***** Selected passage

Leah Elizabeth Cowen is a Canadian mycologist. As the University of Toronto’s first associate vice-president of research, she was elected a fellow of the American Association for the Advancement of Science.

Early life and education
Cowen earned her Bachelor of Science degree from the University of British Columbia and her PhD from the University of Toronto (U of T). During this time, she received a postgraduate scholarship from the Natural Sciences and Engineering Research Council and completed her postdoctoral fellowship at the Whitehead Institute. While at MIT, she also received the 2005 Genzyme Postdoctoral Fellowship.

**********

**Work task 1**
In the Leah Cowen biography, which fellowship did Cowen receive while at MIT?
**Work task 2**
Reproduce the passage of the Leah Cowen biography starting at "Leah Elizabeth Cowen" and ending at "Advancement of Science.", with no changes.

***** Provided data

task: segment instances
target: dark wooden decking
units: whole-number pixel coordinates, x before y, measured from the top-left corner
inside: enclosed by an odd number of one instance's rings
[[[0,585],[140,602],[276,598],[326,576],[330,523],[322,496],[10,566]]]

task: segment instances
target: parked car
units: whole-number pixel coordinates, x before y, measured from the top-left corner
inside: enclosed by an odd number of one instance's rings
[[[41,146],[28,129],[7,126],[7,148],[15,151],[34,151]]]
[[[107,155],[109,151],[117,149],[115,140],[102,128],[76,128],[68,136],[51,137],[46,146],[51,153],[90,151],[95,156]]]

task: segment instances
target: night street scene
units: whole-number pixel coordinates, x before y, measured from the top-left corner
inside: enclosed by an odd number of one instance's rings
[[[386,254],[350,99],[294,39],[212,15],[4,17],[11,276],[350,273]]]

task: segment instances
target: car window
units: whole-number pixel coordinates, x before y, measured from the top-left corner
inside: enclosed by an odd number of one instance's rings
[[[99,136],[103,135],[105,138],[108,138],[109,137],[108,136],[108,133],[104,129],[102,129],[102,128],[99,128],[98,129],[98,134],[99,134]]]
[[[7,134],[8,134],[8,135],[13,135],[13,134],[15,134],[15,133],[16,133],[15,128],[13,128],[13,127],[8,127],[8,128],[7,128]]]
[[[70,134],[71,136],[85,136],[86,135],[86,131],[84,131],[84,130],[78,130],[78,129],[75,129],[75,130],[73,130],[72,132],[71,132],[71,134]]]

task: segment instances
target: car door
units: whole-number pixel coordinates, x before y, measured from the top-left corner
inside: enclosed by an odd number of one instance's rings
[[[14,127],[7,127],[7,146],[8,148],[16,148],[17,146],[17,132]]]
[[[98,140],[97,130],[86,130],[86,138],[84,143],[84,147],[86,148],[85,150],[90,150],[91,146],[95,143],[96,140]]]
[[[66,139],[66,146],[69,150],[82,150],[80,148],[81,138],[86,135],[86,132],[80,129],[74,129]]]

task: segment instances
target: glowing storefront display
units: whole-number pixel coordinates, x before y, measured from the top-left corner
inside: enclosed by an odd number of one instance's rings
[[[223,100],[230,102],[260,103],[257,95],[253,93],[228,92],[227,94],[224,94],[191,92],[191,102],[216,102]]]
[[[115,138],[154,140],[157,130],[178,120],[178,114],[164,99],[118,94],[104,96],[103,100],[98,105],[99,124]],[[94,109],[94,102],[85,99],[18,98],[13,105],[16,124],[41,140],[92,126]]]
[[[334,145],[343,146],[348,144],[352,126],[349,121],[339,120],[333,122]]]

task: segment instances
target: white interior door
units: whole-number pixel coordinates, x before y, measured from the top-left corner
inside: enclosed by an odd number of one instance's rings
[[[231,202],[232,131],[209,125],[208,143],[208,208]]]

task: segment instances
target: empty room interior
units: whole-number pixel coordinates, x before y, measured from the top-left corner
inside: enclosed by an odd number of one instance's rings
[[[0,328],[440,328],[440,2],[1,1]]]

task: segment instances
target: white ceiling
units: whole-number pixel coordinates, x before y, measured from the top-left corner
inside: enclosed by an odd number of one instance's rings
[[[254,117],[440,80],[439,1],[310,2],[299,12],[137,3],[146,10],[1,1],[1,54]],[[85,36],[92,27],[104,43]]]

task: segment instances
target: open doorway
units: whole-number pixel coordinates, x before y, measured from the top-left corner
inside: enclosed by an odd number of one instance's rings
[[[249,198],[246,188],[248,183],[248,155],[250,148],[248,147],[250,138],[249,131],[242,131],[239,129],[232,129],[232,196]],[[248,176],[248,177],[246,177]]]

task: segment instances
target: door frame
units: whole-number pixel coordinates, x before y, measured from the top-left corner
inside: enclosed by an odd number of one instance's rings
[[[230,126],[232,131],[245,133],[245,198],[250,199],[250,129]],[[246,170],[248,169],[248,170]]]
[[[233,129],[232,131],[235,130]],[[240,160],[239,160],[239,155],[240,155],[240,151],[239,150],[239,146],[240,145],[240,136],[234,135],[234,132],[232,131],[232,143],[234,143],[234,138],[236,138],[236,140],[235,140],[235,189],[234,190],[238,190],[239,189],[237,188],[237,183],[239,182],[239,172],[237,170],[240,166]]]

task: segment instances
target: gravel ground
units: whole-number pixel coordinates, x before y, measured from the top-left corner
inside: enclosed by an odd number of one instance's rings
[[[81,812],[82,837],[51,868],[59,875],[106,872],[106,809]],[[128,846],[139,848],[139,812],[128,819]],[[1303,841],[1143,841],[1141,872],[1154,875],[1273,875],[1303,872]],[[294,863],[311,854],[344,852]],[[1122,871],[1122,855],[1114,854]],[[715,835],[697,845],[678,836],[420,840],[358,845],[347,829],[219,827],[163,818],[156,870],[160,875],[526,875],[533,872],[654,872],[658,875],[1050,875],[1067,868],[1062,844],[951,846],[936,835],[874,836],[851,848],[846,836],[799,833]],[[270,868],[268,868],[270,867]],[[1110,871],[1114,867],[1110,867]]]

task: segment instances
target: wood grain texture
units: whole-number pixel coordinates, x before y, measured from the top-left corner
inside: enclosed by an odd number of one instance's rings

**********

**Written reply 1**
The 2005 Genzyme Postdoctoral Fellowship.

**Written reply 2**
Leah Elizabeth Cowen is a Canadian mycologist. As the University of Toronto’s first associate vice-president of research, she was elected a fellow of the American Association for the Advancement of Science.